• **Short task**
Take the material below and write it all out again exactly.

Begin

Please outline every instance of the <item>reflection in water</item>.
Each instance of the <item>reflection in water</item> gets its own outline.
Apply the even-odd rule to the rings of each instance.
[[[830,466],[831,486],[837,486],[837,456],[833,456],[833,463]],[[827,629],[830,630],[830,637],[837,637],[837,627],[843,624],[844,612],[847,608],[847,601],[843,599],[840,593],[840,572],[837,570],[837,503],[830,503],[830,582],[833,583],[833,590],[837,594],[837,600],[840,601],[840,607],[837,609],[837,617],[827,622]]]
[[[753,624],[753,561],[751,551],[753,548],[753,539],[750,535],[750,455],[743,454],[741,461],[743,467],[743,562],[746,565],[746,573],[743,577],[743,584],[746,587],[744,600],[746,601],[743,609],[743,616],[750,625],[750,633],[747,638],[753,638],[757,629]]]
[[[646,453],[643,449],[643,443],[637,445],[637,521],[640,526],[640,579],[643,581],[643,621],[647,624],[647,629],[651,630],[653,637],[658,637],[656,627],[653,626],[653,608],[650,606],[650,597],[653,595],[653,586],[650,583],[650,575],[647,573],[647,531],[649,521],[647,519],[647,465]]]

End

• **The completed task**
Please outline every instance of the <item>reflection in water</item>.
Each instance of the <item>reflection in water</item> gets its own outline.
Apply the even-odd rule to the rings of each instance.
[[[830,466],[831,486],[837,486],[837,456],[833,456],[833,463]],[[827,629],[830,630],[830,637],[837,637],[837,627],[843,624],[844,612],[847,608],[847,601],[843,599],[840,593],[840,572],[837,570],[837,503],[830,503],[830,582],[833,583],[833,590],[837,594],[837,600],[840,601],[840,607],[837,609],[837,617],[827,622]]]
[[[753,624],[753,561],[751,551],[753,548],[753,539],[750,535],[750,455],[743,454],[741,461],[743,467],[743,562],[746,565],[746,573],[743,577],[743,584],[746,587],[744,600],[746,601],[743,609],[743,616],[750,625],[750,633],[747,638],[753,638],[757,629]]]
[[[646,453],[643,449],[643,443],[637,445],[637,521],[640,526],[640,579],[643,581],[643,621],[647,624],[647,629],[651,630],[653,637],[658,637],[656,627],[653,626],[653,608],[650,606],[650,597],[653,595],[653,586],[650,583],[650,575],[647,573],[647,531],[649,521],[647,519],[647,465]]]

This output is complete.